═════ Dataset extract

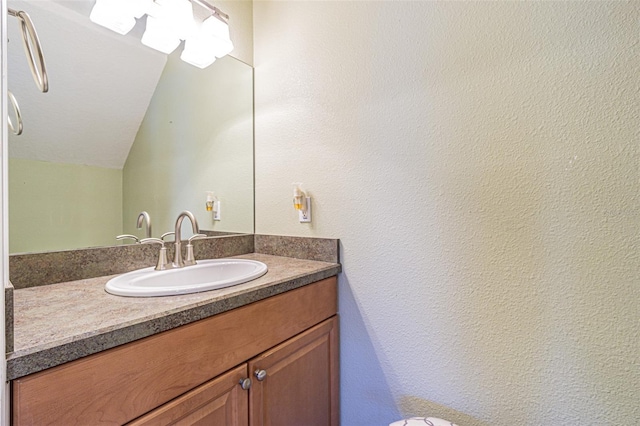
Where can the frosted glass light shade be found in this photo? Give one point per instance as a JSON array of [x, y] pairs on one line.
[[159, 37]]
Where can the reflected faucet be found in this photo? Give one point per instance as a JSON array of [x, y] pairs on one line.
[[178, 262], [144, 217]]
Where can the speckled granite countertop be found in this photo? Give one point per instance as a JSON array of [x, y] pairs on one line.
[[62, 322]]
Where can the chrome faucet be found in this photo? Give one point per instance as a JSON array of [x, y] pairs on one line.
[[178, 262], [144, 217]]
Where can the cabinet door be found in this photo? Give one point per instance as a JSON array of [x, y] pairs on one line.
[[219, 402], [300, 380]]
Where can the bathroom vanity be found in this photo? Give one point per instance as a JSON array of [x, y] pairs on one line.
[[264, 352]]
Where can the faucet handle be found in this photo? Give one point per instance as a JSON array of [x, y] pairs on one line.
[[196, 237], [128, 236], [191, 259], [162, 263]]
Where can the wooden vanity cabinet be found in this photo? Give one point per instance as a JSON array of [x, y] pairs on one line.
[[191, 375]]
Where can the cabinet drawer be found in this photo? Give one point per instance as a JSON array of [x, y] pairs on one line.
[[220, 401], [121, 384]]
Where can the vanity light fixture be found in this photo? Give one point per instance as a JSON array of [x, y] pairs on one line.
[[168, 22]]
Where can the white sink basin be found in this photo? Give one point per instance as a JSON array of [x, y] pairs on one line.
[[206, 275]]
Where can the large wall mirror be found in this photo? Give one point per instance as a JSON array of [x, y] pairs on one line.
[[123, 129]]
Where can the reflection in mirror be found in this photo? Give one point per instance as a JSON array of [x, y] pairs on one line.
[[123, 129]]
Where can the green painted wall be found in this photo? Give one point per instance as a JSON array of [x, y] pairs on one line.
[[56, 206], [197, 136]]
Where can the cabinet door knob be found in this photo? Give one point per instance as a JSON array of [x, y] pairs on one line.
[[260, 375]]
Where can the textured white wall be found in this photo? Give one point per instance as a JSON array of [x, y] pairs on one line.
[[480, 163]]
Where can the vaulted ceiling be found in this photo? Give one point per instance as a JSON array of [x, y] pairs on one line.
[[100, 85]]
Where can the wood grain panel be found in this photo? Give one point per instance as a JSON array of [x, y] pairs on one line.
[[121, 384], [220, 401], [301, 386]]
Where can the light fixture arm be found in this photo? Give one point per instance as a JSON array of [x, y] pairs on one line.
[[214, 10]]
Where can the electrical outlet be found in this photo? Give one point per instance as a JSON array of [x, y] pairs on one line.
[[306, 216]]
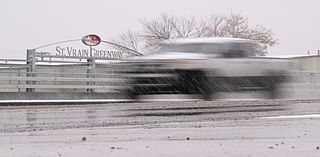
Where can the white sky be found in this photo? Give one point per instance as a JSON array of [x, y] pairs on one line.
[[32, 23]]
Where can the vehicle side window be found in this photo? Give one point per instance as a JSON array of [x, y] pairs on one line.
[[234, 54]]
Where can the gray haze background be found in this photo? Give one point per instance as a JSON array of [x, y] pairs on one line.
[[31, 23]]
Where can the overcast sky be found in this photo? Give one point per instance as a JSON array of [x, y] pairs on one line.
[[32, 23]]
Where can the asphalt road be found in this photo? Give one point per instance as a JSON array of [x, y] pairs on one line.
[[194, 128]]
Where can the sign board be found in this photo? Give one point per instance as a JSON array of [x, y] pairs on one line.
[[90, 46]]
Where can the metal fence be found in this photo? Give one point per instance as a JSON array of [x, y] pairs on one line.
[[77, 77]]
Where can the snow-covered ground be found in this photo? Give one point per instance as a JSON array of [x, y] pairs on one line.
[[195, 128]]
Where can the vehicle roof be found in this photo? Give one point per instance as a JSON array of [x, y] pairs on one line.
[[206, 40]]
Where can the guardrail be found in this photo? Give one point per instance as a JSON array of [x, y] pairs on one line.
[[59, 78]]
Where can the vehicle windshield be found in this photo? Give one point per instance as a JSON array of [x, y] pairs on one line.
[[205, 48]]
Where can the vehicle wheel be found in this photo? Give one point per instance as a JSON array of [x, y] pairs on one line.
[[272, 87], [204, 87], [195, 82]]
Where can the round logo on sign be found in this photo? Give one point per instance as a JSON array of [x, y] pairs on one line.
[[91, 40]]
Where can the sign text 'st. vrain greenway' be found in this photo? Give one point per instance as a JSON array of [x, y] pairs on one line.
[[117, 52], [92, 52]]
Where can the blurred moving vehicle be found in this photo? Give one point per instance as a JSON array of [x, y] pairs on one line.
[[204, 66]]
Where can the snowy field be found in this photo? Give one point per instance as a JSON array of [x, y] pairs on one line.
[[193, 128]]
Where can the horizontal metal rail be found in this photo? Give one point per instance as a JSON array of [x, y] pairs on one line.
[[108, 87], [61, 79]]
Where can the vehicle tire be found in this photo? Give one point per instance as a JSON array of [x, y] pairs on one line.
[[272, 86], [195, 82], [204, 89]]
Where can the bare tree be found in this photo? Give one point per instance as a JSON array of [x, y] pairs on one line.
[[128, 39], [170, 27]]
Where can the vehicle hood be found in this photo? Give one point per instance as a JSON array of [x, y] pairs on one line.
[[170, 55]]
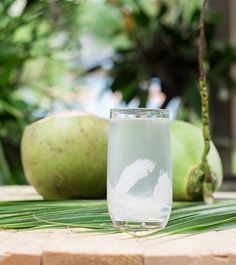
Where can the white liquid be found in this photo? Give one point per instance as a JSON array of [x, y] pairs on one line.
[[139, 171]]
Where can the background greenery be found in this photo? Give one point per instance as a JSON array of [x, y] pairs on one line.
[[40, 44]]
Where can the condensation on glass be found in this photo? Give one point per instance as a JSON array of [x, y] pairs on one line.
[[139, 168]]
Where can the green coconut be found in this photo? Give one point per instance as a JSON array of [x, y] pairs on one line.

══════════

> _Short problem_:
Arrange the listing above as a Markdown table with the columns Row and Entry, giving each line its own numbered row and skipping blank lines. Leave the pictures out of the table.

> _Result_:
| Row | Entry |
|---|---|
| 1 | Where can the frosted glass light shade be found in this photo? Give one point per instance as a JSON array of [x, y] pairs on one line. |
| 2 | [[159, 37]] |
| 3 | Where can the reflected faucet be found in this photo? Give one point per instance as a JSON array of [x, y] pairs on one line. |
| 4 | [[178, 262], [144, 217]] |
| 5 | Where can the speckled granite countertop be found in this photo? Give one point per instance as a JSON array of [x, y] pairs on one line. |
| 6 | [[62, 322]] |
| 7 | Where can the chrome faucet be found in this photo? Give one point per instance as a JSON array of [x, y] pairs on one line. |
| 8 | [[178, 262], [144, 217]] |
| 9 | Where can the cabinet door be found in this photo? Give one point per instance as a JSON array of [x, y] pairs on one line. |
| 10 | [[219, 402], [300, 380]] |
| 11 | Where can the bathroom vanity be found in this photo? Give one point per instance as a JSON array of [x, y] pairs on one line. |
| 12 | [[264, 352]] |
| 13 | Where can the faucet handle be found in this photo? Give one point per instance as a JSON array of [x, y] pairs on one line. |
| 14 | [[196, 237], [128, 236], [191, 259], [162, 263]] |
| 15 | Where can the wooden vanity cabinet be found in this photo? Give one point per instance as a JSON array of [x, y] pairs on one line. |
| 16 | [[191, 375]] |
| 17 | Where can the cabinet drawer be found in this photo? Give one point per instance as a JSON array of [x, y] pairs on one line. |
| 18 | [[220, 401], [121, 384]] |
| 19 | Where can the vanity light fixture be found in this photo? Give one point per instance as a JSON array of [x, y] pairs on one line. |
| 20 | [[168, 22]] |
| 21 | Where can the white sink basin be found in this photo? Give one point per instance as a JSON array of [x, y] pairs on one line. |
| 22 | [[206, 275]] |
| 23 | Where can the large wall mirror be found in this photo? Give one point per instance as a JSON array of [x, y] pairs on one line. |
| 24 | [[123, 129]] |
| 25 | Where can the reflection in mirror be found in this photo? Give one point per instance as a JSON array of [x, y] pairs on one line. |
| 26 | [[123, 129]] |
| 27 | Where can the green painted wall be found in this photo? Give one point per instance as a JSON array of [x, y] pairs on one line. |
| 28 | [[56, 206], [197, 136]] |
| 29 | Where can the cabinet door knob be found in this photo? Give one point per instance as a JSON array of [x, y] pairs on one line. |
| 30 | [[260, 375]] |
| 31 | Where can the textured white wall be found in this photo? Give one point per instance as a JSON array of [x, y] pairs on one line. |
| 32 | [[480, 163]] |
| 33 | Where can the vaulted ceiling be found in this photo? Give one point per instance as a JSON array of [x, y] pairs on one line. |
| 34 | [[100, 85]] |
| 35 | Where can the wood grain panel be found in this photo? Give one point per instance as a JSON array of [x, y] pairs on one line. |
| 36 | [[121, 384], [220, 401], [301, 386]] |
| 37 | Where can the light fixture arm be found in this photo? Give one point per instance as a JSON array of [x, y] pairs on one line. |
| 38 | [[214, 10]] |
| 39 | Where can the electrical outlet be found in this photo? Give one point per instance as a JSON array of [x, y] pairs on one line. |
| 40 | [[306, 216]] |
| 41 | Where can the white sky be found in this photo? Give one point per instance as a JSON array of [x, y] pairs on one line. |
| 42 | [[32, 23]] |
| 43 | Where can the vehicle side window be found in this photo? Give one point per instance as a JSON array of [x, y] pairs on one line. |
| 44 | [[234, 54]] |
| 45 | Where can the gray haze background be found in this photo? Give one point per instance as a JSON array of [x, y] pairs on one line. |
| 46 | [[31, 23]] |
| 47 | Where can the overcast sky be found in this photo? Give one point per instance as a JSON array of [x, y] pairs on one line. |
| 48 | [[32, 23]] |
| 49 | Where can the asphalt road be found in this photo? Give one point per instance as a JSON array of [x, y] pairs on one line. |
| 50 | [[194, 128]] |
| 51 | Where can the sign board be found in this photo? Give one point per instance as a JSON array of [x, y] pairs on one line. |
| 52 | [[90, 46]] |
| 53 | Where can the metal fence be found in this photo? Give one point per instance as a JSON array of [x, y] pairs on one line. |
| 54 | [[77, 77]] |
| 55 | Where can the snow-covered ground be found in this photo? Give one point per instance as a JSON array of [x, y] pairs on one line. |
| 56 | [[195, 128]] |
| 57 | Where can the vehicle roof be found in this photo? Give one point per instance as a JSON array of [x, y] pairs on one line. |
| 58 | [[206, 40]] |
| 59 | Where can the guardrail be found in this photo? Give one point per instance as a JSON array of [x, y] pairs on one line. |
| 60 | [[59, 78]] |
| 61 | Where can the vehicle windshield be found in this photo? Give one point per instance as a JSON array of [x, y] pairs on one line. |
| 62 | [[205, 48]] |
| 63 | Where can the vehicle wheel be found in this photo? Give one point per instance as a JSON array of [x, y] pairs on one line. |
| 64 | [[272, 87], [204, 87], [195, 82]] |
| 65 | Where can the round logo on sign be found in this photo? Give one point per instance as a JSON array of [x, y] pairs on one line. |
| 66 | [[91, 40]] |
| 67 | Where can the sign text 'st. vrain greenway' be found in this photo? Give one point per instance as a JSON array of [x, y] pairs on one line. |
| 68 | [[117, 52], [92, 52]] |
| 69 | Where can the blurred moving vehicle be found in this photo? Give one point per instance as a JSON array of [x, y] pairs on one line. |
| 70 | [[204, 66]] |
| 71 | Where can the snowy field be found in this photo? Give one point per instance as a JSON array of [x, y] pairs on one line. |
| 72 | [[193, 128]] |
| 73 | Where can the horizontal metal rail be found in this photo? Give one point per instance as a JSON array of [x, y] pairs on one line. |
| 74 | [[108, 87], [61, 79]] |
| 75 | Where can the vehicle tire be found in this photo? Give one point per instance as a JSON array of [x, y] pairs on one line. |
| 76 | [[272, 86], [195, 82], [204, 89]] |
| 77 | Where can the bare tree be found in this photo? Give one point per instance as a JSON array of [x, y] pairs on one line. |
| 78 | [[128, 39], [170, 27]] |
| 79 | Where can the vehicle hood be found in this photo? Give one point per instance as a JSON array of [x, y] pairs on one line. |
| 80 | [[170, 55]] |
| 81 | Where can the white liquid be found in this photo? Give one point per instance as a JSON array of [x, y] pairs on one line. |
| 82 | [[139, 171]] |
| 83 | Where can the background greenery be found in this photo? Give one point per instance as a JSON array of [x, y] pairs on one line. |
| 84 | [[40, 44]] |
| 85 | Where can the condensation on glass be found in this photo? Give one point per instance as a JSON array of [x, y] pairs on one line. |
| 86 | [[139, 168]] |
| 87 | Where can the green coconut be found in this photo? Give one point per instance as a JSON array of [x, y] pairs on one line. |